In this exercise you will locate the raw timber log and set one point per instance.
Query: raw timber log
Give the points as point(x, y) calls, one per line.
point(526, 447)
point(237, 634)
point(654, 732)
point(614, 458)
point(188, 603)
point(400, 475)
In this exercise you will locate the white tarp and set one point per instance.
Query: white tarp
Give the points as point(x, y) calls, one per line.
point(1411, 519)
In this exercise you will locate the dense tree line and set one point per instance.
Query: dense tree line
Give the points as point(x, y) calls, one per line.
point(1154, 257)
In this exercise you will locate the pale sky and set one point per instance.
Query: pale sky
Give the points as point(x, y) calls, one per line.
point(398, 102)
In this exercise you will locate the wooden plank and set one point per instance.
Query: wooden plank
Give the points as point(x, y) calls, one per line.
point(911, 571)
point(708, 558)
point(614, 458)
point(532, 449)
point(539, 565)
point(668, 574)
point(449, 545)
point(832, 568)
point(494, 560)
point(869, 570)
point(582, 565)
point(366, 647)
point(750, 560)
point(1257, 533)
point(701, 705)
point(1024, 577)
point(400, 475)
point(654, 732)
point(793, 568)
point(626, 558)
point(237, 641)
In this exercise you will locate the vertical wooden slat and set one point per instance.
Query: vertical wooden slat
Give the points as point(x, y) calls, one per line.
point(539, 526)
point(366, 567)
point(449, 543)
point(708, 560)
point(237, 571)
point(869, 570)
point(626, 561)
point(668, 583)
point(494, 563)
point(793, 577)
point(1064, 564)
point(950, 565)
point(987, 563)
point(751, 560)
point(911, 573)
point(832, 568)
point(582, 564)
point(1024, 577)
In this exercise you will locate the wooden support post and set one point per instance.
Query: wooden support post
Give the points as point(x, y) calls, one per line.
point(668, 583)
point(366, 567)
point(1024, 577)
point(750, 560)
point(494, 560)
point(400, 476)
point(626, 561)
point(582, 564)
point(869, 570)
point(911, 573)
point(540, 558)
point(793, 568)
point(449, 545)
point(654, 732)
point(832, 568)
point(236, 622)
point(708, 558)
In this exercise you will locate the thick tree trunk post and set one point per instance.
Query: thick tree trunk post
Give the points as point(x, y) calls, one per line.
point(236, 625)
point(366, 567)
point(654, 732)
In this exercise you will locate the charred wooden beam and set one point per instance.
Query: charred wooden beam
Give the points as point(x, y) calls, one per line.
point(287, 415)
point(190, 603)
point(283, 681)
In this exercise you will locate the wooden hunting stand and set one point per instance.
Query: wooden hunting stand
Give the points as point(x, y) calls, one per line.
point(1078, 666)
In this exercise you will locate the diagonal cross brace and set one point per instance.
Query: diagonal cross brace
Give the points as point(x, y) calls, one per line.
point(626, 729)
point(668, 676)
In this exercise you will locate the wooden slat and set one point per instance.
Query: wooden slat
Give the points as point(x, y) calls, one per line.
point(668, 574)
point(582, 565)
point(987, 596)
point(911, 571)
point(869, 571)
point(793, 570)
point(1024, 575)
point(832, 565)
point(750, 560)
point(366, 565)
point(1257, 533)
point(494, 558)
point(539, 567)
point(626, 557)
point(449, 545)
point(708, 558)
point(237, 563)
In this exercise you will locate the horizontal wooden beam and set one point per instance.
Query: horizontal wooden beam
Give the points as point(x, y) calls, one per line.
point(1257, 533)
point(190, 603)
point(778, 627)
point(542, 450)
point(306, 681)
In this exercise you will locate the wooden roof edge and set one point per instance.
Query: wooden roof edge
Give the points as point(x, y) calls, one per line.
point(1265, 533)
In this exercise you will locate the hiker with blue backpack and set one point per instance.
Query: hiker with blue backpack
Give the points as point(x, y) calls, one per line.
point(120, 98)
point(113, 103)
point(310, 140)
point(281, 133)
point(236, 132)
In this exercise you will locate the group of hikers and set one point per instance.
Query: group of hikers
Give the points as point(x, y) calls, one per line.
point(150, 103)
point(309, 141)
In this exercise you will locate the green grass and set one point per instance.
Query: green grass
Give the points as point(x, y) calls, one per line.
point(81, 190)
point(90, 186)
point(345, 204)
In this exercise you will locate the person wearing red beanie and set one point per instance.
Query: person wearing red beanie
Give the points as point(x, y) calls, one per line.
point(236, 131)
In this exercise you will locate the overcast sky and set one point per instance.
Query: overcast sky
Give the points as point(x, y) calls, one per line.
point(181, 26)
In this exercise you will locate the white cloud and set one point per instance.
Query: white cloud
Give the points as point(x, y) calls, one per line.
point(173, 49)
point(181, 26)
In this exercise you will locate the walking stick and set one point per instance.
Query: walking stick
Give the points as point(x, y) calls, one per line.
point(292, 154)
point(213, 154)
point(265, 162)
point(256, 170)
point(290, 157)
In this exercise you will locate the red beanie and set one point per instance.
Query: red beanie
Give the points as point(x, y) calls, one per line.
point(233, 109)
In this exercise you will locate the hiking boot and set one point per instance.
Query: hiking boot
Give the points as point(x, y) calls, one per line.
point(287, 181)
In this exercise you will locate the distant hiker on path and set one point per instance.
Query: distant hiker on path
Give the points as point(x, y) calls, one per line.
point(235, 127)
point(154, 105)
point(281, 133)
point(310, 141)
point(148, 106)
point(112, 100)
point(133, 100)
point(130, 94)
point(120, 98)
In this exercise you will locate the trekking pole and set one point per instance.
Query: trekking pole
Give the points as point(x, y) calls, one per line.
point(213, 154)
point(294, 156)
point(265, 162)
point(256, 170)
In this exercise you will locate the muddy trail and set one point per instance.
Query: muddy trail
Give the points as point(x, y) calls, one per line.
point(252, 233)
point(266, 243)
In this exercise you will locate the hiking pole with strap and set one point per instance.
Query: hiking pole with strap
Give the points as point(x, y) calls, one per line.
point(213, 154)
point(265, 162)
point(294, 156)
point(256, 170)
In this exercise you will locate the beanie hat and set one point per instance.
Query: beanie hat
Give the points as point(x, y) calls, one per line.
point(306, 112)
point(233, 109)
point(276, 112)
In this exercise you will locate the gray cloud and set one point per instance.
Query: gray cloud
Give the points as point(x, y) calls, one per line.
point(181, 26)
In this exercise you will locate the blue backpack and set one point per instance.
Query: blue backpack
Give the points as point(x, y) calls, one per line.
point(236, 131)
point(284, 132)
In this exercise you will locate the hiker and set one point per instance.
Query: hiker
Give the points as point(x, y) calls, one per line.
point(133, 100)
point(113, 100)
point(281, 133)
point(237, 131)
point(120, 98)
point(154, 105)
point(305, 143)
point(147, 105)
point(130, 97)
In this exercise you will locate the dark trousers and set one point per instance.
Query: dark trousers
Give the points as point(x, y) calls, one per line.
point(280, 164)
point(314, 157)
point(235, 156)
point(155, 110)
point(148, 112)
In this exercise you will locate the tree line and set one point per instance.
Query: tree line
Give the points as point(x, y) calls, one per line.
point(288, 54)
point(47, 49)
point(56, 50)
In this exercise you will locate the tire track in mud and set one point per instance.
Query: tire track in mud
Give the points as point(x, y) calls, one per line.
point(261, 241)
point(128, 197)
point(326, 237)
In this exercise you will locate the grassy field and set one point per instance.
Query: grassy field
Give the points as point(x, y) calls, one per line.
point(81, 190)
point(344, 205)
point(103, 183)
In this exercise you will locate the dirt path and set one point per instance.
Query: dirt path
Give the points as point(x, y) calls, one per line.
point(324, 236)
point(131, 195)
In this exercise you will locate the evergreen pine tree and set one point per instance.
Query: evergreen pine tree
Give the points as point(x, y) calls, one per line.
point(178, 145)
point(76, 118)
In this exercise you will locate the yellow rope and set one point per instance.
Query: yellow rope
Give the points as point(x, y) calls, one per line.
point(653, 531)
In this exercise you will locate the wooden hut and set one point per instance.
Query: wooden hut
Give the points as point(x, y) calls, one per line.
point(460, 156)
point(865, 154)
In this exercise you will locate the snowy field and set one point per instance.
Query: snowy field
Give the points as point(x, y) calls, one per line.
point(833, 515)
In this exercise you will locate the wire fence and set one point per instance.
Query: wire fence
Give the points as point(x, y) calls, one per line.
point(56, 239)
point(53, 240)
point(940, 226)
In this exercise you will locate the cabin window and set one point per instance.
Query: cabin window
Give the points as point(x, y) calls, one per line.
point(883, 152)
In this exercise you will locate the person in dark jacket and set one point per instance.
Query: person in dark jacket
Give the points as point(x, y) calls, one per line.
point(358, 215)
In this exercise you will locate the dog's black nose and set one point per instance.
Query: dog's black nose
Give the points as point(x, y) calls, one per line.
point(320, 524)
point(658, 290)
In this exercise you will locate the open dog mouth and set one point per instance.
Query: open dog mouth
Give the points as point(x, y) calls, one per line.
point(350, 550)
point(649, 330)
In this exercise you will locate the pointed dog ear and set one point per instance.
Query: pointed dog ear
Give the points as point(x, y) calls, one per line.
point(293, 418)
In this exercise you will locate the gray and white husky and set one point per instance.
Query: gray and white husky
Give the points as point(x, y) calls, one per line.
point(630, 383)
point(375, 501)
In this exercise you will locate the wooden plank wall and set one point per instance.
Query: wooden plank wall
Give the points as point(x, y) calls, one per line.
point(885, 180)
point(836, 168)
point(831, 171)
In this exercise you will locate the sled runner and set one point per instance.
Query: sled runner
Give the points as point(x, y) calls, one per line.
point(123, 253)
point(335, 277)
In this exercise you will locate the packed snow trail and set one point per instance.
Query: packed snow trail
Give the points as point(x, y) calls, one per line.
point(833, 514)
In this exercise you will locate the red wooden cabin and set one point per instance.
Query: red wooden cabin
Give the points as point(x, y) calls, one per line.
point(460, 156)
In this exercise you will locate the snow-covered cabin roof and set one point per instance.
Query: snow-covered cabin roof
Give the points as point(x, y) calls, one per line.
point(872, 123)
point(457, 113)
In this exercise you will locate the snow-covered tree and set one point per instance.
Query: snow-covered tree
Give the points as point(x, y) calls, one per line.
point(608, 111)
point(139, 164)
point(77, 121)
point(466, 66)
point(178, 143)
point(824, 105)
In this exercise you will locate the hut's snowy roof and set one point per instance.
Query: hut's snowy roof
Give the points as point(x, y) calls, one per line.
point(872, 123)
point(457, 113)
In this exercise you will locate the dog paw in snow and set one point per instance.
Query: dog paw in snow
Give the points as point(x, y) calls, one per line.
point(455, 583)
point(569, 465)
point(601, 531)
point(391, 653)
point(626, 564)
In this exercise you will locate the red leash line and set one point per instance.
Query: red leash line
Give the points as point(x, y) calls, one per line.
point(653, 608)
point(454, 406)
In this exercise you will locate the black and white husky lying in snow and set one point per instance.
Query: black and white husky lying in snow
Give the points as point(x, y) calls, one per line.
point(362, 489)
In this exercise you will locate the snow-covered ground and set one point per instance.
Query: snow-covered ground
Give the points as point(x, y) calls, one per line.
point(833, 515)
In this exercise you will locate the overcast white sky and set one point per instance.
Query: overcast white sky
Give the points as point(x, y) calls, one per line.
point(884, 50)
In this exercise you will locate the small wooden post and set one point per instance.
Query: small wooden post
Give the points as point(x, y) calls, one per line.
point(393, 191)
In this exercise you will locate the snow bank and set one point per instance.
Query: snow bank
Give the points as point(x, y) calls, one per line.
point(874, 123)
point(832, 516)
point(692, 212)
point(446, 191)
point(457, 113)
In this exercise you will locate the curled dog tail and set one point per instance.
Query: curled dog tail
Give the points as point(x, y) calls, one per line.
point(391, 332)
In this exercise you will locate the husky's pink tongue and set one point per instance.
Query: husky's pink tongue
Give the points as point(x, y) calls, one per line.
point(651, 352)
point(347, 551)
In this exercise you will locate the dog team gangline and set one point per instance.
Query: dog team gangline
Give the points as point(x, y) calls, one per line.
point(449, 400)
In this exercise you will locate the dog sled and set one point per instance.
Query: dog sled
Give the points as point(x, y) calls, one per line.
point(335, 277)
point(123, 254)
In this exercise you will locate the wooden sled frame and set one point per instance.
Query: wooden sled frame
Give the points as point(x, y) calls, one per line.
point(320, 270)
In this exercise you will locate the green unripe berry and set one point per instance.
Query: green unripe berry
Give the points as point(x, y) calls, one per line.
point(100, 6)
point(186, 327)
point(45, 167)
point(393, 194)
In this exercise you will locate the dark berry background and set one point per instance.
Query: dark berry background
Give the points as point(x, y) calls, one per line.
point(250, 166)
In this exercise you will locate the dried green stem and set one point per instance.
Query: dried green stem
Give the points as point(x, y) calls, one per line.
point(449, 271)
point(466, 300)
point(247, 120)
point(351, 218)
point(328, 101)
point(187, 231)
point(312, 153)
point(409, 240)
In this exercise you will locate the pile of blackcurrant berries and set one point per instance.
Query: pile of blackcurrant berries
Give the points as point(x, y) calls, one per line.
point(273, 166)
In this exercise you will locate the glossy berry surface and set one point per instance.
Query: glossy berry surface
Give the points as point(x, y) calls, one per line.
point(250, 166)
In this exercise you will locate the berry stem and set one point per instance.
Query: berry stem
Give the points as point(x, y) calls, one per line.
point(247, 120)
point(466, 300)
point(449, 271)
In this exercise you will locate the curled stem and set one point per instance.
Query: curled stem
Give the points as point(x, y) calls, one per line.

> THE TASK:
Starting at the first of the items and continuing up to and including the line that contains "point(1411, 519)", write those lines out again, replacing "tarp" with "canvas" and leaving everything else unchanged.

> RESULT FOR THIS TASK:
In this exercise you will locate the raw timber log and set one point per instance.
Query: raw timber log
Give the points as point(x, y) calls, one per line.
point(526, 447)
point(237, 634)
point(654, 732)
point(614, 458)
point(188, 603)
point(400, 475)
In this exercise you will locate the white canvas and set one point per instance.
Query: white canvas
Give the points as point(x, y) calls, one per line.
point(1411, 519)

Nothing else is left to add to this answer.